> [Task item] Instruction for the entries that follow: retype exactly the lines from the line with "Query: cream towel" to the line with "Query: cabinet knob", both included, and omit all others.

[Region pointing data]
===============
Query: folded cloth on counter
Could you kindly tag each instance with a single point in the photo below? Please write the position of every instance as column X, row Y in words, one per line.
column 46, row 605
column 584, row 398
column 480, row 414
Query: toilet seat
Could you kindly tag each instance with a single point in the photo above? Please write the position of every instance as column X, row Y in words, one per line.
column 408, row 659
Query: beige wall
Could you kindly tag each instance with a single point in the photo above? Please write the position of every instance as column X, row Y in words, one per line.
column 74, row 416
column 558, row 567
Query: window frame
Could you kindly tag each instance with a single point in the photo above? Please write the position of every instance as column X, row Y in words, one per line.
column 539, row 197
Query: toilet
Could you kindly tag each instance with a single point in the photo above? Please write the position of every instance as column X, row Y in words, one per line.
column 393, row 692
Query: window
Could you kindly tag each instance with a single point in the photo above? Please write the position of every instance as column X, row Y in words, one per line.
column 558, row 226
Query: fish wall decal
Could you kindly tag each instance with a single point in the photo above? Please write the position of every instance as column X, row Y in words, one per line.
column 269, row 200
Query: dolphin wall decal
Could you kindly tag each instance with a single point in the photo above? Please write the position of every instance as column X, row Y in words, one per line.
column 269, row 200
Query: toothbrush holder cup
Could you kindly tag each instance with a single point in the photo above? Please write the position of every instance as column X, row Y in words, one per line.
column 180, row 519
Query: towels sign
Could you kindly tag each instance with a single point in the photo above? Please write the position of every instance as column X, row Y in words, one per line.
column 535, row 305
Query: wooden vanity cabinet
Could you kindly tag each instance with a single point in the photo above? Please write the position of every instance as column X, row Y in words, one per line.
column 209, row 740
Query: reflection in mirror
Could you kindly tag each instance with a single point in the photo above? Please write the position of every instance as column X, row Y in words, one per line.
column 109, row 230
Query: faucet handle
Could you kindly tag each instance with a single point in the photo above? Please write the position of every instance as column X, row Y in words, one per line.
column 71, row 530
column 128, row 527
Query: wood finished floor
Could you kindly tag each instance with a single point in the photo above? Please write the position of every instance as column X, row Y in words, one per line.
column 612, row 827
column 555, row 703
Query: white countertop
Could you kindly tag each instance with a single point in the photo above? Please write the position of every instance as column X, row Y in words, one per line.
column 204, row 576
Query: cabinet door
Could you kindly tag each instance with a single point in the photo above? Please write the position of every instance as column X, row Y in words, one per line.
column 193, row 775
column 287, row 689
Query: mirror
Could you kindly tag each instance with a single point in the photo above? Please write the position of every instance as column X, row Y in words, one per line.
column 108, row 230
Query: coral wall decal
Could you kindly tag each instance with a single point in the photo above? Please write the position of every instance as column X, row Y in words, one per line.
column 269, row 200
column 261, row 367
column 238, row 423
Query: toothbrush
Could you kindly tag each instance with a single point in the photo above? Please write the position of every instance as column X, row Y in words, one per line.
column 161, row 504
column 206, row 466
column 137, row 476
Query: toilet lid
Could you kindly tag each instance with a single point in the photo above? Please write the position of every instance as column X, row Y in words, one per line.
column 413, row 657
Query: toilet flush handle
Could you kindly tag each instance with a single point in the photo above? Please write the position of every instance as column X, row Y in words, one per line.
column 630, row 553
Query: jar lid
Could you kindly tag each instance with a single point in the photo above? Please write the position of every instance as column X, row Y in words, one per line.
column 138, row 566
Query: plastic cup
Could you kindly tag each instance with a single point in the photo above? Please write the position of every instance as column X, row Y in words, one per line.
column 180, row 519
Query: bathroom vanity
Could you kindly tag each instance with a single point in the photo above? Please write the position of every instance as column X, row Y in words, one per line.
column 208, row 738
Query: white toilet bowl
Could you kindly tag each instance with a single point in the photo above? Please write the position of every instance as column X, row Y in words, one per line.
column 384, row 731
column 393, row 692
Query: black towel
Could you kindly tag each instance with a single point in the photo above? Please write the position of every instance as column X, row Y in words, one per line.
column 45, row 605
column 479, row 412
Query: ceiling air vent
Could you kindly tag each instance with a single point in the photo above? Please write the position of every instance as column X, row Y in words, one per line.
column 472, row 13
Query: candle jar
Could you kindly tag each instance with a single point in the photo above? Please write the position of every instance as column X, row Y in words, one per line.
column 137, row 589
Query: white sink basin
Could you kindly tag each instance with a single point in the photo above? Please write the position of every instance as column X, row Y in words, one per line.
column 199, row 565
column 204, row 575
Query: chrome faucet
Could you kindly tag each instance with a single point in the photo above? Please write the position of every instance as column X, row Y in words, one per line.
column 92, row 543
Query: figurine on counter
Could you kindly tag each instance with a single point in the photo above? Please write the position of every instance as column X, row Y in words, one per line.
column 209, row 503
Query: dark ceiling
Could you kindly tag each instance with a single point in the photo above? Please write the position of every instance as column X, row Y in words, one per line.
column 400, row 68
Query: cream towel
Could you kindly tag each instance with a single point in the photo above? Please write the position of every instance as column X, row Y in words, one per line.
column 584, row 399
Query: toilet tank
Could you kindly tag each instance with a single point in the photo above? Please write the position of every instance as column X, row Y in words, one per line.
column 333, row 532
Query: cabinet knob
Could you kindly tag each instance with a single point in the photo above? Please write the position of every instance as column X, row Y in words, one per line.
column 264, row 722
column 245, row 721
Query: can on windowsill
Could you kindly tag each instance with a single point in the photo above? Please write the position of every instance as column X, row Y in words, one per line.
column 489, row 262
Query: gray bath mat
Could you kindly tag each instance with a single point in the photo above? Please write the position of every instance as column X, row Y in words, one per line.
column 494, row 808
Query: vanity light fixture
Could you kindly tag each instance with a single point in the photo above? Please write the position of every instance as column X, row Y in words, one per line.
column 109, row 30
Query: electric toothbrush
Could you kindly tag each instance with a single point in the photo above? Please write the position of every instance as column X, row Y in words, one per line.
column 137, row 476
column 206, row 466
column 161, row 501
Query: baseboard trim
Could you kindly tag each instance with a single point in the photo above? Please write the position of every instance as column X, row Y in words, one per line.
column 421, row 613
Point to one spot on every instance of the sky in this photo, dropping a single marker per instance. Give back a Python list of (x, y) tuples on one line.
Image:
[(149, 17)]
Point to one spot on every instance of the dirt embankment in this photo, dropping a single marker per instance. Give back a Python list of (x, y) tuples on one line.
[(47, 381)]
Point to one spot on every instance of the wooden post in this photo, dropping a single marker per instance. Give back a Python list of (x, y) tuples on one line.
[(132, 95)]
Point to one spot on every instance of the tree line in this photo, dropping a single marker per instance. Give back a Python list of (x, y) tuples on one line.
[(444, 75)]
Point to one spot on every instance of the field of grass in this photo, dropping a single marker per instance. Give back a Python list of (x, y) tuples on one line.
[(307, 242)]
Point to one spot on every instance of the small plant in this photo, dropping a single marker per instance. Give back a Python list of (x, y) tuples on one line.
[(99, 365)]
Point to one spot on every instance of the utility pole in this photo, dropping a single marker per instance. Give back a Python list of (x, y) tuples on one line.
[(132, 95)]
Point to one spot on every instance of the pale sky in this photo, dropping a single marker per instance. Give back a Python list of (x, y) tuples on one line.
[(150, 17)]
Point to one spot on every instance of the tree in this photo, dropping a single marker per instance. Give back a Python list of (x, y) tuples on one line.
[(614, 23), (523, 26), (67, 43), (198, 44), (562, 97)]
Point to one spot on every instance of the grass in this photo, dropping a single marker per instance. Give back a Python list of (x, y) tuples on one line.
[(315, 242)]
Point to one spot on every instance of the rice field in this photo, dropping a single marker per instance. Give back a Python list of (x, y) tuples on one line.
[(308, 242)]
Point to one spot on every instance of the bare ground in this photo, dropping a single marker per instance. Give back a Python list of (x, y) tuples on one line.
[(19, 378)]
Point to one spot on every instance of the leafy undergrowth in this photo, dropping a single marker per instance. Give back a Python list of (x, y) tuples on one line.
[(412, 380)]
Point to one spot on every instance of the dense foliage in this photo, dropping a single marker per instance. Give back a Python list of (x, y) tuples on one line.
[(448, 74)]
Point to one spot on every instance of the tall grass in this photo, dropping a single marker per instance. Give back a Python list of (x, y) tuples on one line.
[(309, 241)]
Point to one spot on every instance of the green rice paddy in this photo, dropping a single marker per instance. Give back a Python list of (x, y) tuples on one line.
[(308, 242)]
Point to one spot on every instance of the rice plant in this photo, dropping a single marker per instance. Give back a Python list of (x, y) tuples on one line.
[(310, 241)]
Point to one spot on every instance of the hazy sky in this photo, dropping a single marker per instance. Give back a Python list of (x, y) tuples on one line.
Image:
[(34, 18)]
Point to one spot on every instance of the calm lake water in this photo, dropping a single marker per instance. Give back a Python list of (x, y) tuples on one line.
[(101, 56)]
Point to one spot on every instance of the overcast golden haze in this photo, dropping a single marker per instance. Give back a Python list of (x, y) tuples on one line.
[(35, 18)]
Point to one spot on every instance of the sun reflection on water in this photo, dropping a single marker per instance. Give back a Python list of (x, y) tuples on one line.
===============
> [Response box]
Query: cream towel
Could you kindly tag each instance with a single point in the photo above? Please write the position of every instance as column X, row Y in words, one per line.
column 584, row 399
Query: toilet tank
Could you kindly tag each instance with a single point in the photo above? Please write the position of every instance as column X, row Y in words, one per line.
column 333, row 532
Query: cabinet knob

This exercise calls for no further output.